Page text:
====

NVDSINFER_TENSOR_OUTPUT_META missing when nvinfer in pgie mode with both input-tensor-meta and output-tensor-meta enabled

Please provide complete information as applicable to your setup.

• Hardware Platform (Jetson / GPU) : Dgpu
• DeepStream Version: 7.0
• TensorRT Version: 8.6.1
• Issue Type: bug?
• How to reproduce the issue: Enable both input-tensor-meta and output-tensor-meta and get NVDSINFER_TENSOR_OUTPUT_META on nvinfer pad probe

Normally, enabling only output-tensor-meta, the output tensor is attached into each frame meta and can be acessed with:

        batch_meta = pyds.gst_buffer_get_nvds_batch_meta(hash(gst_buffer))
        l_frame = batch_meta.frame_meta_list
        
        while l_frame is not None:
            try:
                frame_meta = pyds.NvDsFrameMeta.cast(l_frame.data)
            except StopIteration:
                break
            l_user = frame_meta.frame_user_meta_list
            
            while l_user is not None:
                frame_object_list = []
                try:
                    # Note that l_user.data needs a cast to pyds.NvDsUserMeta
                    # The casting also keeps ownership of the underlying memory
                    # in the C code, so the Python garbage collector will leave
                    # it alone.

====

Supplied data:
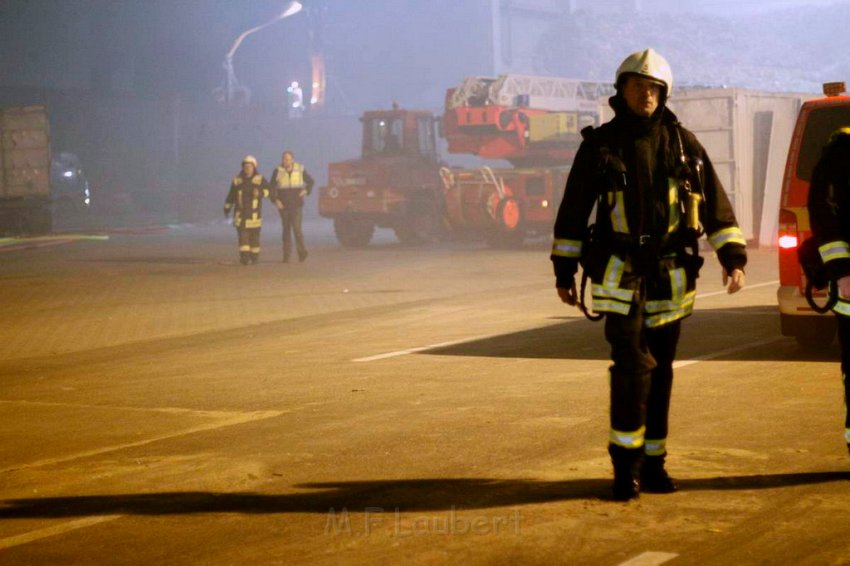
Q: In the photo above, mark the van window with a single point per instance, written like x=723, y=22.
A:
x=821, y=123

====

Requirements:
(a) Which DeepStream version does the DeepStream forum post list?
(b) According to the code comment in the DeepStream forum post, why does casting l_user.data to pyds.NvDsUserMeta matter for memory handling?
(c) Proceed with the DeepStream forum post from the point where it stops.
The lines above come from a different source than the DeepStream forum post.

Written responses:
(a) 7.0

(b) The cast keeps ownership of the underlying memory in the C code. Because of this, the Python garbage collector leaves that memory alone.

(c)
                    user_meta = pyds.NvDsUserMeta.cast(l_user.data)
                except StopIteration:
                    break

                if (
                        user_meta.base_meta.meta_type
                        != pyds.NvDsMetaType.NVDSINFER_TENSOR_OUTPUT_META
                ):
                    l_user = l_user.next
                    continue

But with both input-tensor-meta and output-tensor-meta, the NVDSINFER_TENSOR_OUTPUT_META is attach into batch_meta and must be accessed with:

        while l_user is not None:
            try:

                user_meta=pyds.NvDsUserMeta.cast(l_user.data)
            except StopIteration:
                break
            if (
                    user_meta.base_meta.meta_type
                    == pyds.NvDsMetaType.NVDSINFER_TENSOR_OUTPUT_META
            ):  
                
                tensor_meta = pyds.NvDsInferTensorMeta.cast(user_meta.user_meta_data)
                layers_info = ProbesHandler.get_layer_by_name(tensor_meta, "output")
                ptr = ctypes.cast(pyds.get_ptr(layers_info.buffer), ctypes.POINTER(ctypes.c_float))
                
                dims = np.trim_zeros(layers_info.inferDims.d, 'b')

                v = np.ctypeslib.as_array(ptr, shape=dims).copy()
                vector_list.append(v)
                #print(v.shape)
                #print(v)

            try:
                l_user=l_user.next
            except StopIteration:
                break

The problem is that, i can only get one NVDSINFER_TENSOR_OUTPUT_META on my batch-meta even though my batch-size is higher(5-10). I should be getting 5-10 NVDSINFER_TENSOR_OUTPUT_META for each frame in the batch. Is this a known issue?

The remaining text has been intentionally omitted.